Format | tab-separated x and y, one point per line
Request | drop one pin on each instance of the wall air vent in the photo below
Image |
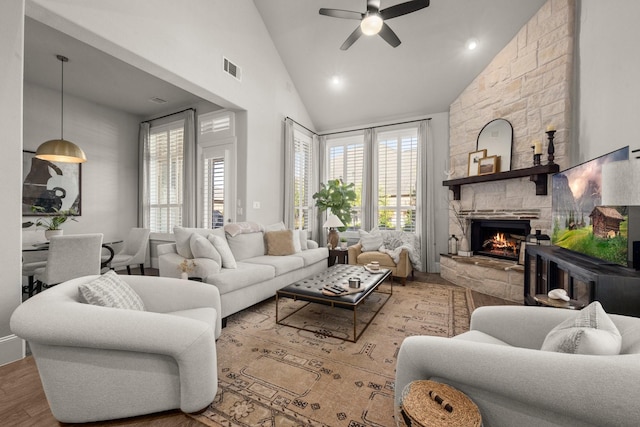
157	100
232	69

-- -- --

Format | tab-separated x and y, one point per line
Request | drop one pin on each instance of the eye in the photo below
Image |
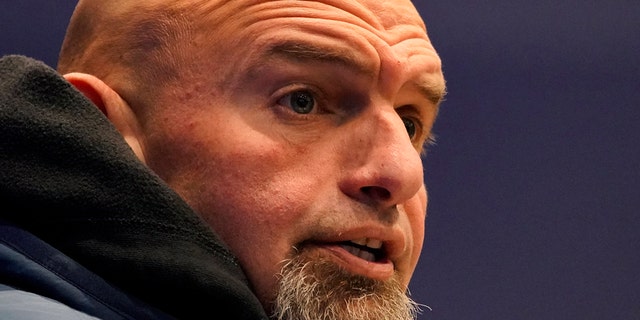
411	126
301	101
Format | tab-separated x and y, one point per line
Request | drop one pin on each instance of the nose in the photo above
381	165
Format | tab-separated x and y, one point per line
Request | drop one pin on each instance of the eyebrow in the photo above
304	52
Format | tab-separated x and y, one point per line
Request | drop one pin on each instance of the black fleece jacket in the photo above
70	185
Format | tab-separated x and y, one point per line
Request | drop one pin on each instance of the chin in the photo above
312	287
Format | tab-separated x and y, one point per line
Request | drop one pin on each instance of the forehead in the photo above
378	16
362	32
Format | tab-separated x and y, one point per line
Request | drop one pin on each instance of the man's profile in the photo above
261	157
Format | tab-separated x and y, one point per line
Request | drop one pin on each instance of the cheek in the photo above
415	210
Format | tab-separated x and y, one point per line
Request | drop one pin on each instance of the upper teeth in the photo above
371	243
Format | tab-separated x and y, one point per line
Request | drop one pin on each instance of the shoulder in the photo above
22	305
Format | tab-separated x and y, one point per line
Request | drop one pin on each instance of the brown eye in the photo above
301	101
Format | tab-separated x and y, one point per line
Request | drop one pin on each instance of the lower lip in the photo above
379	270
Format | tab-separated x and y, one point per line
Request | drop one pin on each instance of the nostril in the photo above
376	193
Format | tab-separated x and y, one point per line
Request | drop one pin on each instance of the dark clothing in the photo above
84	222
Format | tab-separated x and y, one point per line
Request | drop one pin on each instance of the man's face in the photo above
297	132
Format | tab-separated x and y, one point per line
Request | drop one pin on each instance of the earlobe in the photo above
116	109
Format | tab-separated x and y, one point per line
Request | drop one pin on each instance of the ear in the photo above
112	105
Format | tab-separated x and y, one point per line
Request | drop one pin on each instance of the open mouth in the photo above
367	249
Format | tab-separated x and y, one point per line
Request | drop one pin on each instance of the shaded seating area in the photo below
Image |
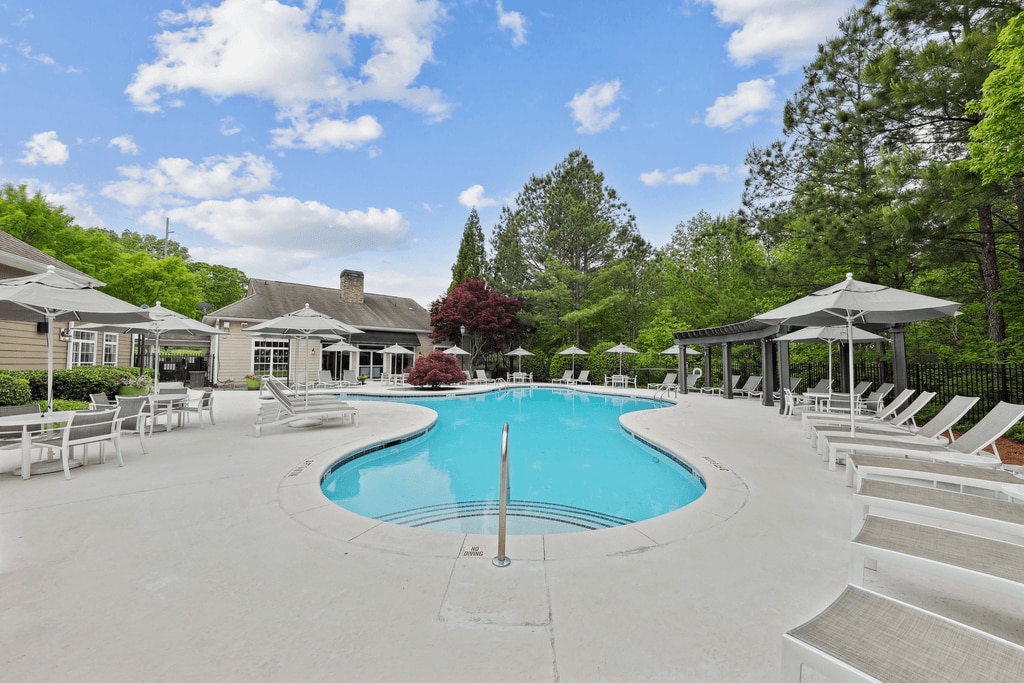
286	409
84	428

-- -- --

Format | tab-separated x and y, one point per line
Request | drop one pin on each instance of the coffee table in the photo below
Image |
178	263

-- -- --

## ASSIGNED TASK:
Copy out each line of the listing where the string "below" appears.

## ANSWER FOR THE TASK:
Request | drop one pin on each instance of the wall air vent in the photo below
Request | drop one pin on each instance of the eye in the photo below
Request | drop one pin on each instance of the shaded seating area in the photo below
Request | drop one pin on each instance of the coffee table in the photo below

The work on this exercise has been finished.